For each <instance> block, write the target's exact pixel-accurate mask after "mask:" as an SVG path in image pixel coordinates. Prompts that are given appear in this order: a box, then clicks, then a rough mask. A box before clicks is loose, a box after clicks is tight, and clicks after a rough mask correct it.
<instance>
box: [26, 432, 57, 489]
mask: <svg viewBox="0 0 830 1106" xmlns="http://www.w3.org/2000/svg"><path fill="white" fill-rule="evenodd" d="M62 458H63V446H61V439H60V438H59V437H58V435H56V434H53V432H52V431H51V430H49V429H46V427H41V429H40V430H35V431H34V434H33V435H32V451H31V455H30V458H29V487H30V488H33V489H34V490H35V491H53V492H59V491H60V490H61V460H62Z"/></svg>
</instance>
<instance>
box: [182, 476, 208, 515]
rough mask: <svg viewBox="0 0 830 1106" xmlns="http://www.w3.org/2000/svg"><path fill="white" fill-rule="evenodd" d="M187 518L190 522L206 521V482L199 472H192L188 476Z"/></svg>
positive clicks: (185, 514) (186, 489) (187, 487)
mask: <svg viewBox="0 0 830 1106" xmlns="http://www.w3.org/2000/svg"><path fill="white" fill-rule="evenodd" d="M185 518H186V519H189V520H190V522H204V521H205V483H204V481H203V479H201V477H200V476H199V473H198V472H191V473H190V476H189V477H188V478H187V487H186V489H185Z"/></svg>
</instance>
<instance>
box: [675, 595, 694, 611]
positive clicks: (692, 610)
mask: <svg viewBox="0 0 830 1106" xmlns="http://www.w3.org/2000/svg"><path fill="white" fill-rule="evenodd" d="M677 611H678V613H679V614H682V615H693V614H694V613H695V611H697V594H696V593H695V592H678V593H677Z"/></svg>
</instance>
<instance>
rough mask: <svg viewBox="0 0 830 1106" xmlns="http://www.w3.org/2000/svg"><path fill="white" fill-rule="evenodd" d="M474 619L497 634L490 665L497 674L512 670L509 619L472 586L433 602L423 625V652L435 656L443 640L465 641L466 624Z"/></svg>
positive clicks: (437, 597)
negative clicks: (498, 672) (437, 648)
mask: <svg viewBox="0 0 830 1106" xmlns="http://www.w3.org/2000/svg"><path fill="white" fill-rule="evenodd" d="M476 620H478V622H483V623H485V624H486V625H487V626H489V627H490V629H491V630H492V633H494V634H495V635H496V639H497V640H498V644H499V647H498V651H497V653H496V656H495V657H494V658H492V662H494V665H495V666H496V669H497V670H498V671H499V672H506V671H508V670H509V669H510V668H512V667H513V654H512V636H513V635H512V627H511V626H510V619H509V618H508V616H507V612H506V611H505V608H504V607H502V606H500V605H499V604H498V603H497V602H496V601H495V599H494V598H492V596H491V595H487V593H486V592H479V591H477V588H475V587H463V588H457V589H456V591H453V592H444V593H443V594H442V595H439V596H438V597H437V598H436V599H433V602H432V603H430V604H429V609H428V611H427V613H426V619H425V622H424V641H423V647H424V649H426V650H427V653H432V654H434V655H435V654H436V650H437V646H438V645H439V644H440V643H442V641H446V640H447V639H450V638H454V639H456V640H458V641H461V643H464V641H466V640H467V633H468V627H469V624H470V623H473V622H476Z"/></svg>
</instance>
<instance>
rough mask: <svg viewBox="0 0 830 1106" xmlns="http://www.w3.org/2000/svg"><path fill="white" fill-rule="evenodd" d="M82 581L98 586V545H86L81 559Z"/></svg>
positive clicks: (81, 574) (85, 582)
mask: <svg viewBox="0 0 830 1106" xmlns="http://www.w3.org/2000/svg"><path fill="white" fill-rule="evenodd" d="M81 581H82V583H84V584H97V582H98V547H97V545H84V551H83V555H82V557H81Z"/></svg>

------------------------

Filter the listing so that only lines holding the word "rough" remain, and copy those lines.

For each <instance> block, write the target's exact pixel-accurate mask after "mask:" as an SVG path in image pixel coordinates. Prompts that are given appear in this order: a box, then clicks, then a rough mask. A box before clicks is loose, a box after clicks is tight, and clicks after a rough mask correct it.
rough mask: <svg viewBox="0 0 830 1106" xmlns="http://www.w3.org/2000/svg"><path fill="white" fill-rule="evenodd" d="M187 518L190 522L206 521V482L199 472H192L188 476Z"/></svg>
rough mask: <svg viewBox="0 0 830 1106" xmlns="http://www.w3.org/2000/svg"><path fill="white" fill-rule="evenodd" d="M474 619L497 634L490 665L497 674L512 670L509 619L472 586L433 602L423 625V652L435 656L443 640L465 641L466 624Z"/></svg>
rough mask: <svg viewBox="0 0 830 1106" xmlns="http://www.w3.org/2000/svg"><path fill="white" fill-rule="evenodd" d="M82 581L98 586V545H86L81 559Z"/></svg>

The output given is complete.